GOALS
• A. In the text on seller's net sheets, what percentage of the final sale price do sellers generally owe in closing costs?
• B. Pick up the text on seller's net sheets from its last sentence and continue it.

TEXT SHOWN

It’s fairly common, especially for first-time home sellers, to finalize the purchase of their home, receive their money, and then ask, “but where’s the rest of it?”
That’s because, if you sell your home for, say, $300,000, you end up receiving significantly less than that in actual cash. Selling a home costs money; there are dozens of associated fees that come with a home sale, some of which are percentage-based, and some of which are flat fees. In general, sellers owe closing costs equivalent to 8-10% of the final sale price. So when you agree to a final sale price, it’s hard to know, off the top of your head, how much money you’ll actually receive.
That’s what a seller’s net sheet is for. A properly filled out and formatted seller’s net sheet will tell you exactly how much money you’ll make from your home sale. Read on to find out what a seller’s net sheet is, a definition for the most common terms on a seller’s net sheet, who provides the seller’s net sheet, and more.
We’ll even provide a usable seller’s net sheet template that you can use to project how much money you might clear from your home sale. But first— some definitions.

STORED DATA
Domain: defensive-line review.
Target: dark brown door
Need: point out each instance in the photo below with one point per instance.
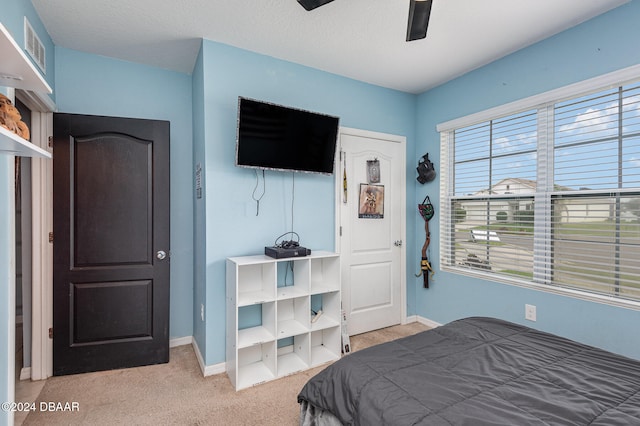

RESPONSES PER TASK
• A. 8-10%

• B.
Skip ahead to the following sections of this article:
- What is a seller’s net sheet?
- Do you need a seller’s net sheet?
- Who creates the seller’s net sheet?
- When will you receive the seller’s net sheet?
- Seller net sheet terms to know
- How to sellers can save on expenses
What Is a Seller’s Net Sheet?
A seller’s net sheet is a spreadsheet that itemizes all the fees and expenses in your transaction, to give you a pretty accurate estimate of what you’ll net in the sale.
Experts say that sellers can expect to pay up to 10% in closing and transaction costs; for a $300,000 home, that’s a whopping $30,000. A seller’s net sheet will show you exactly where all that money is going and, depending how creative and motivated you are, potentially point to ways you can shave hundreds or thousands of dollars off those costs.
Pro tip: We’ll show you how to save thousands on real estate commission (the biggest expense) at the end of this article.
Do You Need a Seller’s Net Sheet?
The law doesn’t require you or your agent to fill out a seller’s net sheet. But it’s almost always a good idea to use one. Think of a seller’s net sheet as a financial road map to your real estate transaction. You’re going to have tens or hundreds of thousands of dollars going in and out the door, into your account, and to various other people and entities; it’s in your best interests to have an idea of where everything is going.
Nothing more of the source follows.